_Stated problem_:
In the records below, replace "navy baseball cap" with "dark blue baseball cap" in the stretch from the line containing "135, row 5." through the line containing "column 1253, row 542", and give back only those lines with nothing else changed.

■ ■ ■

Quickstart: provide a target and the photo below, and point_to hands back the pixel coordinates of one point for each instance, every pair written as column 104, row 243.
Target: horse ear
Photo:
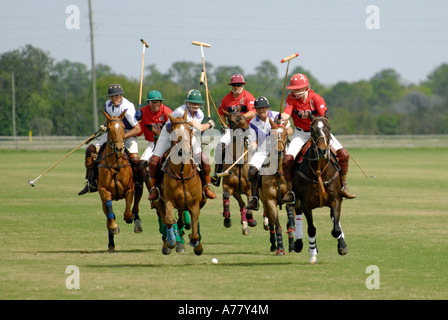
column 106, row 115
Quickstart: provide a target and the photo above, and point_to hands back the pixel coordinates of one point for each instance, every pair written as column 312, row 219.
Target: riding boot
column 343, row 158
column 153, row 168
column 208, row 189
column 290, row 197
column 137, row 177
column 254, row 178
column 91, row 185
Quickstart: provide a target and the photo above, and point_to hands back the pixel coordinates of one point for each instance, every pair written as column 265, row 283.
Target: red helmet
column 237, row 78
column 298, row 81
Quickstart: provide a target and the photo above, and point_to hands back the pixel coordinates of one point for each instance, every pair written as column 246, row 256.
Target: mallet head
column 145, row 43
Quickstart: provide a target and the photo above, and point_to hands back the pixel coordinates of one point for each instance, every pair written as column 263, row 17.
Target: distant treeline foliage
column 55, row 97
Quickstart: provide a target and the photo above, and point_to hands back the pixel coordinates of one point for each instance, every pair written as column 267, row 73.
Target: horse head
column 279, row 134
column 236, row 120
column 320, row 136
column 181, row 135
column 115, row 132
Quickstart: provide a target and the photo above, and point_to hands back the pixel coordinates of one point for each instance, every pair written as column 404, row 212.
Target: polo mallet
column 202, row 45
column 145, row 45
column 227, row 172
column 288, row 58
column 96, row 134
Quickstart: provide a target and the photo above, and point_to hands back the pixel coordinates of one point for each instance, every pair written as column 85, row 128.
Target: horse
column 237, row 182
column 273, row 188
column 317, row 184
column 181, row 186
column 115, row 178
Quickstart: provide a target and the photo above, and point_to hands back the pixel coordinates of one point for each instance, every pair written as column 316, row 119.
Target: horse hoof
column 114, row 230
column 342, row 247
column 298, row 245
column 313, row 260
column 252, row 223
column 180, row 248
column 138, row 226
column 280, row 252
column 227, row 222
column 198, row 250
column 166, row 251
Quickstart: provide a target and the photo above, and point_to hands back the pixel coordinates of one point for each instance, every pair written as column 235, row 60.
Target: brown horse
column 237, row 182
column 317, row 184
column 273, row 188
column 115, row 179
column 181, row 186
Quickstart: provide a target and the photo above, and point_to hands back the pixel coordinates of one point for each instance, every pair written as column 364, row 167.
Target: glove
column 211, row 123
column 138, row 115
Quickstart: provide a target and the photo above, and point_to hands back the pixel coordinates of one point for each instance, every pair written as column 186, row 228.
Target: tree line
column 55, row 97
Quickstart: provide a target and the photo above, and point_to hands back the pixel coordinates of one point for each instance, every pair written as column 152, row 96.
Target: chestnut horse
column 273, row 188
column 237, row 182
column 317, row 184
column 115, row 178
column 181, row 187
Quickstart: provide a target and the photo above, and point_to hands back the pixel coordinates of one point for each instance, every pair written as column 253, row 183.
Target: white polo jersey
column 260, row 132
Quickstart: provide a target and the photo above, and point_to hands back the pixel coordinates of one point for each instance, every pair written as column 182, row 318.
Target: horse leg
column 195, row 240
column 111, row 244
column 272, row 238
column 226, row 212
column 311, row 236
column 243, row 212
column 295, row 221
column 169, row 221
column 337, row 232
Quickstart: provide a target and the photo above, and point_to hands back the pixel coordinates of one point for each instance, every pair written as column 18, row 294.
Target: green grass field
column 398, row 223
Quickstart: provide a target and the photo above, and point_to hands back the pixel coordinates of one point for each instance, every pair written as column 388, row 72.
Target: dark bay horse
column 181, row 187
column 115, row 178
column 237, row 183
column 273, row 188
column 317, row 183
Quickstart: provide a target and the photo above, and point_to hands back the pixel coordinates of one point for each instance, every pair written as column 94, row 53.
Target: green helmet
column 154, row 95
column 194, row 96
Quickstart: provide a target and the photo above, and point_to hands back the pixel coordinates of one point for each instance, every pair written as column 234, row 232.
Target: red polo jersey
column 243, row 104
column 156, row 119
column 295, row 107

■ ■ ■

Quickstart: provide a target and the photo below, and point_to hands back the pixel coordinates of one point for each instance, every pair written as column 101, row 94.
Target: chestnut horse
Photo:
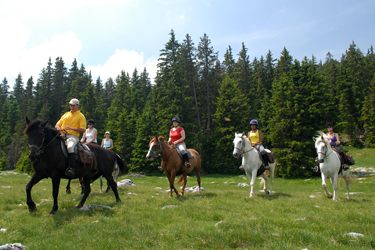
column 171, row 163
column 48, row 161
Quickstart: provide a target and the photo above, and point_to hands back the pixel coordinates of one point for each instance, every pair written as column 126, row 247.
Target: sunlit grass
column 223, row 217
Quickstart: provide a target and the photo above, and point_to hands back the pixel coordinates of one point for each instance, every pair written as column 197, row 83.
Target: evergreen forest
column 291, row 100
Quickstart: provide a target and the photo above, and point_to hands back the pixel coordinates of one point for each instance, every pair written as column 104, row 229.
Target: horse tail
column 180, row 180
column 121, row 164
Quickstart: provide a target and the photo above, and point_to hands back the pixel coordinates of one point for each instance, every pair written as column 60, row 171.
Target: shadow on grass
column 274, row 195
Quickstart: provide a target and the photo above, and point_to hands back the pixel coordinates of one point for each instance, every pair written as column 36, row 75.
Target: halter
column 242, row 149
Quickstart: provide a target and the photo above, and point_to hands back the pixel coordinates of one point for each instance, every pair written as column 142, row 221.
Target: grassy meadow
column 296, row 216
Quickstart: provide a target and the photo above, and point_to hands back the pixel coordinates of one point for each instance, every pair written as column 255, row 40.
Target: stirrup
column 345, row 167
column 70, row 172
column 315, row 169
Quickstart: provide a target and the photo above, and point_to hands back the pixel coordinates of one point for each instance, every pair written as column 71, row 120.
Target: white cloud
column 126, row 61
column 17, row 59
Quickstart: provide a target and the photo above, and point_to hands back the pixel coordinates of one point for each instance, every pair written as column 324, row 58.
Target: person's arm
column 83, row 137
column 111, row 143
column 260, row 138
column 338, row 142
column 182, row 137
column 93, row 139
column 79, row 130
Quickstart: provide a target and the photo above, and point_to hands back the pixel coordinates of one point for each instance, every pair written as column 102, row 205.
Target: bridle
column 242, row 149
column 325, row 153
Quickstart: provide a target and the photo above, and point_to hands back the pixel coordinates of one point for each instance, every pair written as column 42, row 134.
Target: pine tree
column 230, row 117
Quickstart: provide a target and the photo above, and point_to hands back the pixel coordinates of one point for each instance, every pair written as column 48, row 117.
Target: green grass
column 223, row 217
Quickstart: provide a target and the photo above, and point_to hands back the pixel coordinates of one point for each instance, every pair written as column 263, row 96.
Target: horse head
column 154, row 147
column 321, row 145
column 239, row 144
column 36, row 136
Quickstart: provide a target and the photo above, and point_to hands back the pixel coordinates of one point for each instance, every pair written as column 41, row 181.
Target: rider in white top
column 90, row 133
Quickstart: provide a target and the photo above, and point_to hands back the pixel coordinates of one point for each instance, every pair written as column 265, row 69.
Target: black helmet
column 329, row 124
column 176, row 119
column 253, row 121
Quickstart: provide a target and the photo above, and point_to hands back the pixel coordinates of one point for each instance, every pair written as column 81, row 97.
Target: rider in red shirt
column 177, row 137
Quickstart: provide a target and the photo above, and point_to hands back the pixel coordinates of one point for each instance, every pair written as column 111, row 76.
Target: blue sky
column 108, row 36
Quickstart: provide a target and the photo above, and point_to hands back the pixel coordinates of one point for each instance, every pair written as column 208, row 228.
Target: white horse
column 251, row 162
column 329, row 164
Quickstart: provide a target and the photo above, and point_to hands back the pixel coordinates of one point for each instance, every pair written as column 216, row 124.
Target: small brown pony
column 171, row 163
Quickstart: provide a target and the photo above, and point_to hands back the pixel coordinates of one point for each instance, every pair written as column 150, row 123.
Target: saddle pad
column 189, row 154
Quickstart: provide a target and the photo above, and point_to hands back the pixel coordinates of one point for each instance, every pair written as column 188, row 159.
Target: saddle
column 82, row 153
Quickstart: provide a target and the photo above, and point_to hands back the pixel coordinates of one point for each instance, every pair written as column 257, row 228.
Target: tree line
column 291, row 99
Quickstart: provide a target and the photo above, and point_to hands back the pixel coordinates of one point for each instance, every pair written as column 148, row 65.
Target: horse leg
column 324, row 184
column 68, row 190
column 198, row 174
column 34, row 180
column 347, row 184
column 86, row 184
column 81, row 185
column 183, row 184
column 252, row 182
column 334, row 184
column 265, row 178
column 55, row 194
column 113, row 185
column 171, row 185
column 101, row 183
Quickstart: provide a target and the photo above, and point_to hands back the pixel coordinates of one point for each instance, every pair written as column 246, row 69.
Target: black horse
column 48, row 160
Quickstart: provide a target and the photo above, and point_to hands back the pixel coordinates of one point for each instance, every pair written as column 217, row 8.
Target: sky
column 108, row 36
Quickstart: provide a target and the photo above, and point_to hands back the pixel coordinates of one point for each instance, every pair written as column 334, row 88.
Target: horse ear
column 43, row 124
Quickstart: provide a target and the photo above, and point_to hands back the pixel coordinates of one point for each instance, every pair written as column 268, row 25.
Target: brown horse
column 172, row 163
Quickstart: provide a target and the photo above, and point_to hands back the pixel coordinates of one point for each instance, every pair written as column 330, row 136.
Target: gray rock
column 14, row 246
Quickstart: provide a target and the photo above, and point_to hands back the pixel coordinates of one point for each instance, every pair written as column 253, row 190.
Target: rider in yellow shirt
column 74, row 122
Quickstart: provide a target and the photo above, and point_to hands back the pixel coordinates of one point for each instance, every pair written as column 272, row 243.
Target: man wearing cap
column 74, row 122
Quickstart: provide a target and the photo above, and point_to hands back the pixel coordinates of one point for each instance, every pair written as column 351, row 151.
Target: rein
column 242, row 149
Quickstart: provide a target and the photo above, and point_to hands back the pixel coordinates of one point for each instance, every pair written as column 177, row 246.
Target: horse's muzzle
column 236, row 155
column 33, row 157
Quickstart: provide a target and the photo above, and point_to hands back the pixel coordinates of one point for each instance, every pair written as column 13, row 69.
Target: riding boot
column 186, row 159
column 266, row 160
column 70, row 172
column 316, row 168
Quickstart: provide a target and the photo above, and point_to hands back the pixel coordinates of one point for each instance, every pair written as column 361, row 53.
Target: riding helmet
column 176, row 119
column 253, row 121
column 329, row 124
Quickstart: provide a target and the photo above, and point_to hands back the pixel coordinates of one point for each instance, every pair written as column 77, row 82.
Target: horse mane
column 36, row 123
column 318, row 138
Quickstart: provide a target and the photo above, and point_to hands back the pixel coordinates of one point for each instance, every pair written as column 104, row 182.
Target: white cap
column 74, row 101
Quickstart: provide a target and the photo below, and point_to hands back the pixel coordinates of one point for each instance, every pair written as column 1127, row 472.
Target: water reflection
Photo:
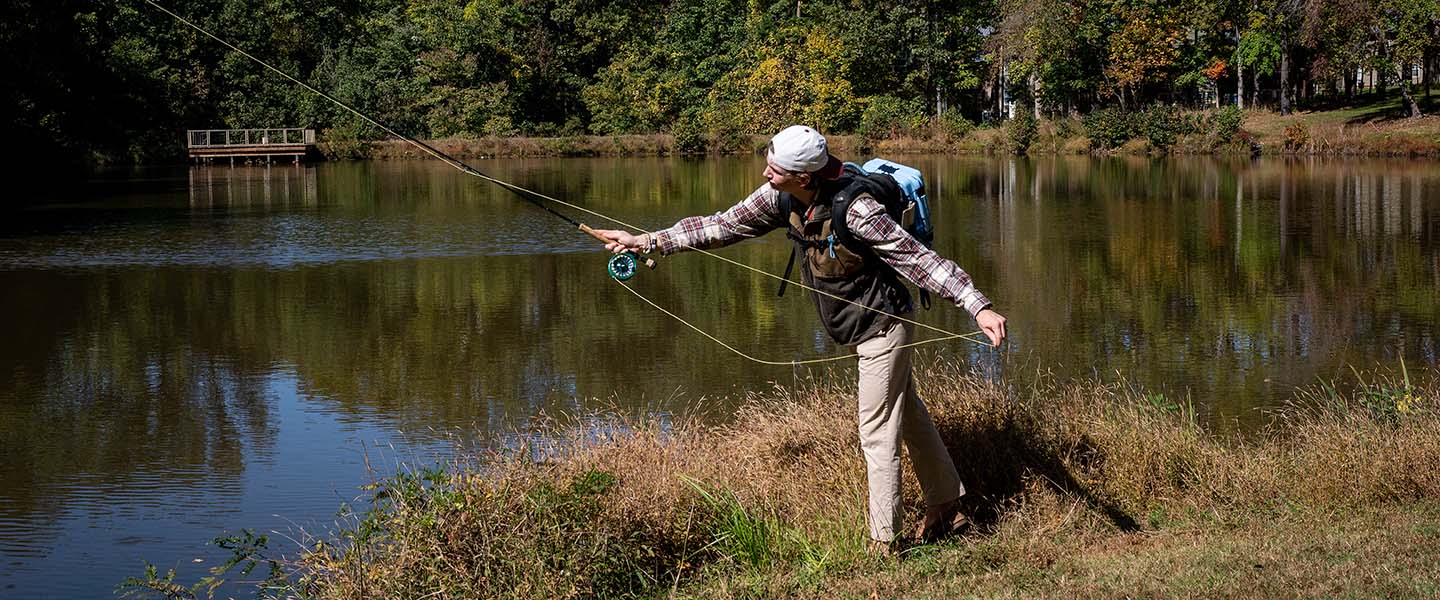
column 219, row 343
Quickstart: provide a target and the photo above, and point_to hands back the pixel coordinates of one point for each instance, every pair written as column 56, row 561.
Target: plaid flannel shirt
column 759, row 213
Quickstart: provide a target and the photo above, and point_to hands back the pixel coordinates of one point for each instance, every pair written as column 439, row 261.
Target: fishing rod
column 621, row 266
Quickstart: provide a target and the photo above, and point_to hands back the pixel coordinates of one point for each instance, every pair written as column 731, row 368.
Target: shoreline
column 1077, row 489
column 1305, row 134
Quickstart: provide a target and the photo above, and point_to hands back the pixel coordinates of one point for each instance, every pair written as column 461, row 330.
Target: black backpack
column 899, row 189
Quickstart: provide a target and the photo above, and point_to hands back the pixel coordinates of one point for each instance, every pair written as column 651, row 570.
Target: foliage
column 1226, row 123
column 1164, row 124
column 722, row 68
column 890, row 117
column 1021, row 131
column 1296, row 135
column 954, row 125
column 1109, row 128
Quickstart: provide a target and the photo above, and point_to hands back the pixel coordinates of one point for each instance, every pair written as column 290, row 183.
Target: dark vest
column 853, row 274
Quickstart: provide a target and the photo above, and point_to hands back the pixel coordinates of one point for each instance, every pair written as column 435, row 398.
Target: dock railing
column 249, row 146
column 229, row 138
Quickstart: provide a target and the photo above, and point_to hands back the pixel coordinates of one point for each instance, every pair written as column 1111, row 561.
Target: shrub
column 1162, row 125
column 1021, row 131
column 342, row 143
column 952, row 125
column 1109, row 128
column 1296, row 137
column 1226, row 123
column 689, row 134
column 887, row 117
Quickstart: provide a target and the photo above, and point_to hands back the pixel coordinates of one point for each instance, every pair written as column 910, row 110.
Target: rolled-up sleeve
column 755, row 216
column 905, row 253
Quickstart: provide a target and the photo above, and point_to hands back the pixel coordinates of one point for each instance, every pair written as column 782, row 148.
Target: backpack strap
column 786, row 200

■ ■ ■

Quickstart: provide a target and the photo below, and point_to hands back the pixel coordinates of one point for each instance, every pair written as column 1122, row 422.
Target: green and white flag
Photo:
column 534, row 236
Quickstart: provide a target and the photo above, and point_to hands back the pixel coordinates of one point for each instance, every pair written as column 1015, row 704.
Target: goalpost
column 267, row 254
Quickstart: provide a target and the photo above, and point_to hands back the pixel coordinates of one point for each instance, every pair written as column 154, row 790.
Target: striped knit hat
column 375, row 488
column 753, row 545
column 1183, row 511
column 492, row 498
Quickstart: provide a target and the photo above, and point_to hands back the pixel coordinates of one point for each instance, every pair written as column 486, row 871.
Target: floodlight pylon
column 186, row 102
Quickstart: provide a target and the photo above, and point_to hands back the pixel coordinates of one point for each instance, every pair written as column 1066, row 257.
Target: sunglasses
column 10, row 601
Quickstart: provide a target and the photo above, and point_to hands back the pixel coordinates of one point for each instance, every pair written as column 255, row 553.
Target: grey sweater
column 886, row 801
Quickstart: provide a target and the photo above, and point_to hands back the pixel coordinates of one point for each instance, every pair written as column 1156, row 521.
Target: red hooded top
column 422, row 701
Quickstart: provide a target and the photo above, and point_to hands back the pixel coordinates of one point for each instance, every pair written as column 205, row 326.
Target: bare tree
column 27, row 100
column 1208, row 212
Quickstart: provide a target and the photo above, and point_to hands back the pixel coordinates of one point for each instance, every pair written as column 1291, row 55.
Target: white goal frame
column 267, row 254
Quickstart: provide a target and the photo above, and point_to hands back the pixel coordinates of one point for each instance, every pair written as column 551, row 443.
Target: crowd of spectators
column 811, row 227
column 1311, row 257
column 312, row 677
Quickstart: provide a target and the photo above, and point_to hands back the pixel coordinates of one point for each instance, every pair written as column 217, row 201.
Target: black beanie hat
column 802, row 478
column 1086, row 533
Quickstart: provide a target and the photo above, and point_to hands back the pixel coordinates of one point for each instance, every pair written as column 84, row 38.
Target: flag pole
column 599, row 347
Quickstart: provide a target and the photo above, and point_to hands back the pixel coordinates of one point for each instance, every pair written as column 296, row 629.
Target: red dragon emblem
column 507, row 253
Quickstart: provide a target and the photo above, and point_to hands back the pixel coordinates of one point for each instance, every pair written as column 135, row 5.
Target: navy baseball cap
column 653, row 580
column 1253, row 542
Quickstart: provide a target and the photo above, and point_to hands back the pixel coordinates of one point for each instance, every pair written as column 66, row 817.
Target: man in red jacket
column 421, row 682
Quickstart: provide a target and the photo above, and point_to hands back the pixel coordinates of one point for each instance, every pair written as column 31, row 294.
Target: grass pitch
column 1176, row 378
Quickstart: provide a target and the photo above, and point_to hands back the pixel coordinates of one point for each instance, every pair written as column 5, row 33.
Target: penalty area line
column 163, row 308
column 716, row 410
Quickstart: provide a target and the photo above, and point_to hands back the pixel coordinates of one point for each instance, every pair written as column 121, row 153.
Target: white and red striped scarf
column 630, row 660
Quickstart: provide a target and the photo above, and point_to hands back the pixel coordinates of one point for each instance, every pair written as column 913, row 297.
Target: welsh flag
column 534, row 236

■ ■ ■

_Exercise solution_:
Quickstart: provide a target and the photo above, and point_to hands back the pixel coordinates of one point for each instance, every pair written as column 135, row 5.
Target: dark blue baseball cap
column 653, row 580
column 1253, row 542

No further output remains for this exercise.